Material provided →
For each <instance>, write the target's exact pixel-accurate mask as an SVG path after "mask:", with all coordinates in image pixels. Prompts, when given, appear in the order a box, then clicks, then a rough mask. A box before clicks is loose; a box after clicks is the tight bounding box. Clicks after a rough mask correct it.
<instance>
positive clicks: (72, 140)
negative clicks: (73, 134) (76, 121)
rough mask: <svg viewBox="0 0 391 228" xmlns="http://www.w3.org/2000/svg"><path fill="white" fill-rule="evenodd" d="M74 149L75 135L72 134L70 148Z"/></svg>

==

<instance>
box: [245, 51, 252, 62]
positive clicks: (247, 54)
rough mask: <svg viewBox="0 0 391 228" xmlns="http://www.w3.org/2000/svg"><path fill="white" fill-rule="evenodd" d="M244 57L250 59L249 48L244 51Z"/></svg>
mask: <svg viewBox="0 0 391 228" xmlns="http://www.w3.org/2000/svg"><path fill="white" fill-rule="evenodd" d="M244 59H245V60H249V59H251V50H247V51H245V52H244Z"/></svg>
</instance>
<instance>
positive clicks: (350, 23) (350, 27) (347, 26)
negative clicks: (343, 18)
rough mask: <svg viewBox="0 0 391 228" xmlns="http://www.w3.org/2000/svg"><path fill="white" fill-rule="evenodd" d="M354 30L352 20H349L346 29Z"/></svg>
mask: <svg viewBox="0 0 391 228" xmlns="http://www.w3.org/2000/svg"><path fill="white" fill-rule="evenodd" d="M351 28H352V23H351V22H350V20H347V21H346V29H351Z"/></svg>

--

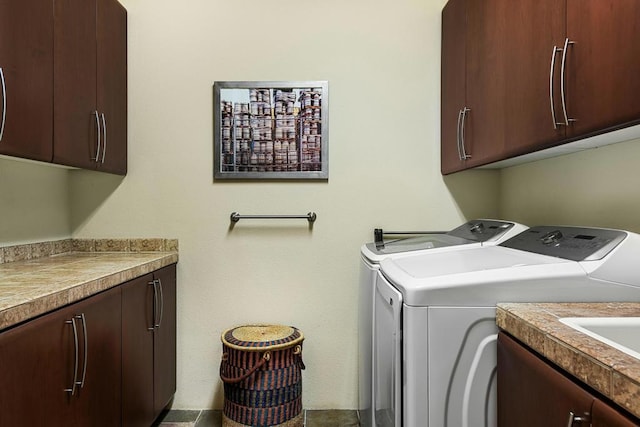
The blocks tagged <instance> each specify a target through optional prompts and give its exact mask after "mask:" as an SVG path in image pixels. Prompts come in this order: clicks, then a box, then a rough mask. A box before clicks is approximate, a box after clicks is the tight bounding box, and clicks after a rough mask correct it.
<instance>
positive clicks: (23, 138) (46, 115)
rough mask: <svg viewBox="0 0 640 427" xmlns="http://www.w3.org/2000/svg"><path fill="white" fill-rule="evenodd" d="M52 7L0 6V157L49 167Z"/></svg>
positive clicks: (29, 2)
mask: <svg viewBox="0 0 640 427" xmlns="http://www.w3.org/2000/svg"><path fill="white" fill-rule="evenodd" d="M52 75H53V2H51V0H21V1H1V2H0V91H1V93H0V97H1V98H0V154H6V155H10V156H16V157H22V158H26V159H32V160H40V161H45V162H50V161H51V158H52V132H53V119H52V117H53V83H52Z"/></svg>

What is required →
Copy out the entries, starting at the line containing "For each <instance>, write" and ending with the line containing "negative clicks: (73, 134) (76, 121)".

Problem solution →
For each <instance>, write the target's exact pixel-accurate mask as an SVG path after "mask:", with all coordinates in image pixels. Prompts, when given, appear in the order a box, then clicks, then a rough mask. A box before clicks is loose; a box after clicks is the tight bounding box. Clicks after a rough mask correct it.
<instance>
positive clicks: (72, 140)
negative clicks: (73, 134) (76, 121)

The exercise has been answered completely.